- [TEXTO FORNECIDO]:
↓↓↓

Acórdão nº 4/19.0YRGMR de Tribunal da Relação de Guimarães, 02 de Maio de 2019

Magistrado ResponsávelALCIDES RODRIGUES
Data da Resolução02 de Maio de 2019
EmissorTribunal da Relação de Guimarães

Acordam na 2ª Secção Cível do Tribunal da Relação de Guimarães I. Relatório H. C. apresentou reclamação no Centro de Arbitragem, em 24/10/2017, contra a "Energia, S.A.", pedindo que esta seja condenada a pagar-lhe a quantia de 5.394.00 €, a título de indemnização por danos patrimoniais causados em equipamentos eléctricos existentes na sua habitação devido à prestação de um serviço defeituoso no fornecimento de energia pela Requerida (cfr fls. 158 a 160).

*A requerida Energia, S.A. deduziu contestação, defendendo-se por excepção e por impugnação (cfr. fls. 207 a 211).

*A 23/11/2018, foi proferida decisão (sentença) pelo Exmo juiz-árbitro, que julgou procedente a excepção de ilegitimidade activa deduzida pela requerida e, em consequência, a absolveu da instância (cfr. fls. 226 e 227).

*Inconformado, o requerente interpôs recurso dessa decisão e formulou, a terminar as respectivas alegações, as seguintes conclusões (que se transcrevem): «I- Ao ser o Reclamante notificado de uma sentença que absolve a Recorrida da instância com base em falta de legitimidade daquele tem, aquele, o interesse na apresentação de um recurso.

II- A sentença proferida pelo CIAB é recorrível porquanto, por aplicação do artigo 39.° n.º 4 da LAV este dispositivo apresenta-se como derrogado em face do disposto no artigo 15.° n.º 4 do Regulamento do CIAB.

III- A alçada do tribunal de primeira instância, nos termos da LOSJ é de €5.000,00 sendo que, ao ser atribuído ao processo um valor superior a este, o Recorrente vê o pressuposto da recorribilidade, como norma supletiva na legislação aplicável, preenchido.

IV- Ao existirem nulidades da sentença, por aplicação do artigo 19.º do Regulamento do CIAB, aplicar-se-á o disposto no Código de Processo Civil.

V- Quando no preenchimento do requerimento de acesso ao CIAB o Requerente, aqui Recorrente, opta por não aceitar ser notificado via eletrónica, não. pode ser-lhe, posteriormente, imputada qualquer responsabilidade pela não recepção de e-mails.

VI- Ao não existir convenção de notificação aplica-se o disposto na legislação, designadamente o artigo 18.0 do Regulamento do CIAB onde, na fase de conciliação/arbitragem as notificações serão realizadas por carta registada com aviso de recepção.

↑↑↑

- [REGISTOS EXTRAÍDOS]:
↓↓↓

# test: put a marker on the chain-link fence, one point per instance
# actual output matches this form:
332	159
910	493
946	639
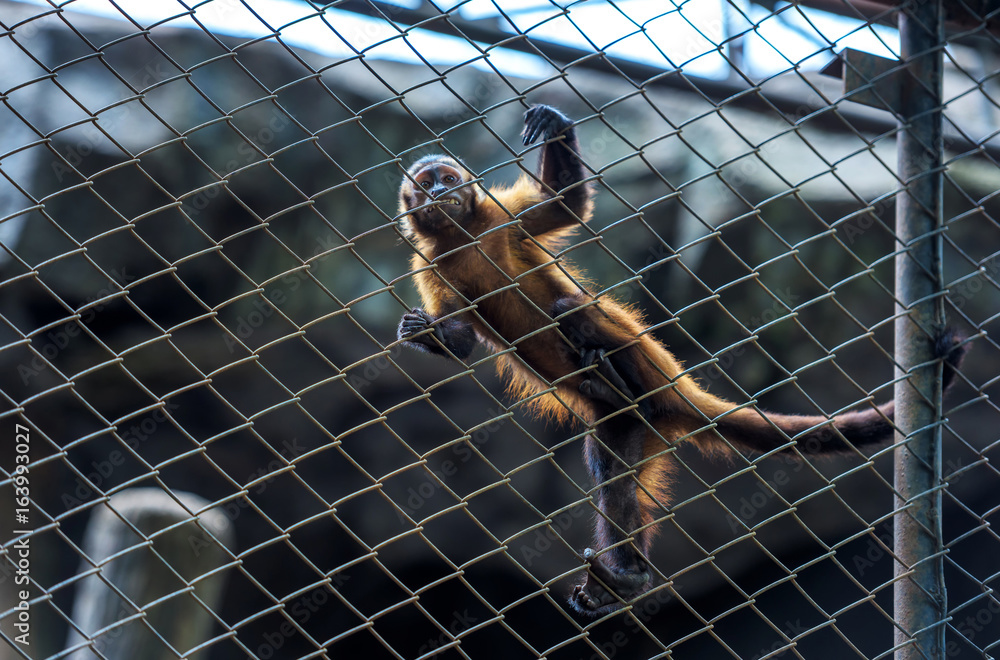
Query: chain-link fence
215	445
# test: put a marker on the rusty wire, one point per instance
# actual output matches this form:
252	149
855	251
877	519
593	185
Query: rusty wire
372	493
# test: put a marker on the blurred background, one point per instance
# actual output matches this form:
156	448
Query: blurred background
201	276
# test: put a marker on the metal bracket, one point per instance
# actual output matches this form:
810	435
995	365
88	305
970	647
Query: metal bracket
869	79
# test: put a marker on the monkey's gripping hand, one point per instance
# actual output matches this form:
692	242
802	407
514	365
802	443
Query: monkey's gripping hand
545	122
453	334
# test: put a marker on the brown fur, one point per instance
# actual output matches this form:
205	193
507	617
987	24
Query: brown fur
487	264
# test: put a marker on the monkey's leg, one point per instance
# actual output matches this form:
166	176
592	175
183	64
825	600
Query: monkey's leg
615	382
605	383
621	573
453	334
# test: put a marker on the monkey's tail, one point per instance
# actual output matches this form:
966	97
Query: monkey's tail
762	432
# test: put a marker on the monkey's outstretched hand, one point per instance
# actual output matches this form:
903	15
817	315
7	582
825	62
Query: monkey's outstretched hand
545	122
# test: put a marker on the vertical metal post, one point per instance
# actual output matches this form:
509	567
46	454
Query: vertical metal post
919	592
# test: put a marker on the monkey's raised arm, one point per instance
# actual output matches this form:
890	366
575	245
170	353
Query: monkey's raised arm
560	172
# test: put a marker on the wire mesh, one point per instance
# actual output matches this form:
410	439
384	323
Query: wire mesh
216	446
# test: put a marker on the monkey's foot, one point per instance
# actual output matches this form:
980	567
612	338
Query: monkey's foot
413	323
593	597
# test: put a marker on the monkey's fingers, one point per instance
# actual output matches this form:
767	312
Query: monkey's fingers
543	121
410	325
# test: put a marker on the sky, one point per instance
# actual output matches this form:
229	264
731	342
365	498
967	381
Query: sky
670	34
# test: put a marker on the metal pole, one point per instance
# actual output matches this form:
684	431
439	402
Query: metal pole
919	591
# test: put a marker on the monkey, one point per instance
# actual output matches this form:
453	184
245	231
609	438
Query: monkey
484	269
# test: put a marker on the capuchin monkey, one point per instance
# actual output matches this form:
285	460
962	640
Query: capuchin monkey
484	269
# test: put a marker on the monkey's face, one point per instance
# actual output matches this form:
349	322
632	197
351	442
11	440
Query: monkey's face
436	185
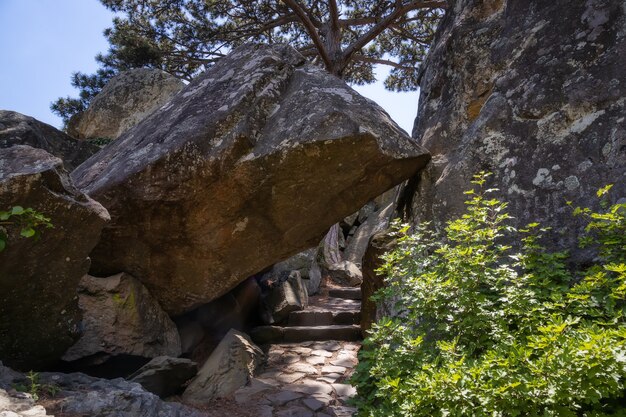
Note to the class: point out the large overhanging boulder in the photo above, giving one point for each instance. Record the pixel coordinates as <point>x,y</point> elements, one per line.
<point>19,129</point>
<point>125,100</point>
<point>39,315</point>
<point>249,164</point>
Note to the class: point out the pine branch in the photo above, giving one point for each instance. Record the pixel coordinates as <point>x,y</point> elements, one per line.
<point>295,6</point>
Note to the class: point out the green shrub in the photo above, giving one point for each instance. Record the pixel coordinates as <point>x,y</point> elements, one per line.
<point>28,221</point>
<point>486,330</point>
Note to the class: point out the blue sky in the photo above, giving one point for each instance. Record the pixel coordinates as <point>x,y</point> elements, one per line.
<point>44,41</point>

↑↑↑

- [ENUNCIADO DA TAREFA]: Transcreva do acórdão acima o trecho que começa em "Magistrado ResponsávelALCIDES RODRIGUES" e prossegue até "207 a 211).".

- [RESPOSTA]:
Magistrado ResponsávelALCIDES RODRIGUES
Data da Resolução02 de Maio de 2019
EmissorTribunal da Relação de Guimarães

Acordam na 2ª Secção Cível do Tribunal da Relação de Guimarães I. Relatório H. C. apresentou reclamação no Centro de Arbitragem, em 24/10/2017, contra a "Energia, S.A.", pedindo que esta seja condenada a pagar-lhe a quantia de 5.394.00 €, a título de indemnização por danos patrimoniais causados em equipamentos eléctricos existentes na sua habitação devido à prestação de um serviço defeituoso no fornecimento de energia pela Requerida (cfr fls. 158 a 160).

*A requerida Energia, S.A. deduziu contestação, defendendo-se por excepção e por impugnação (cfr. fls. 207 a 211).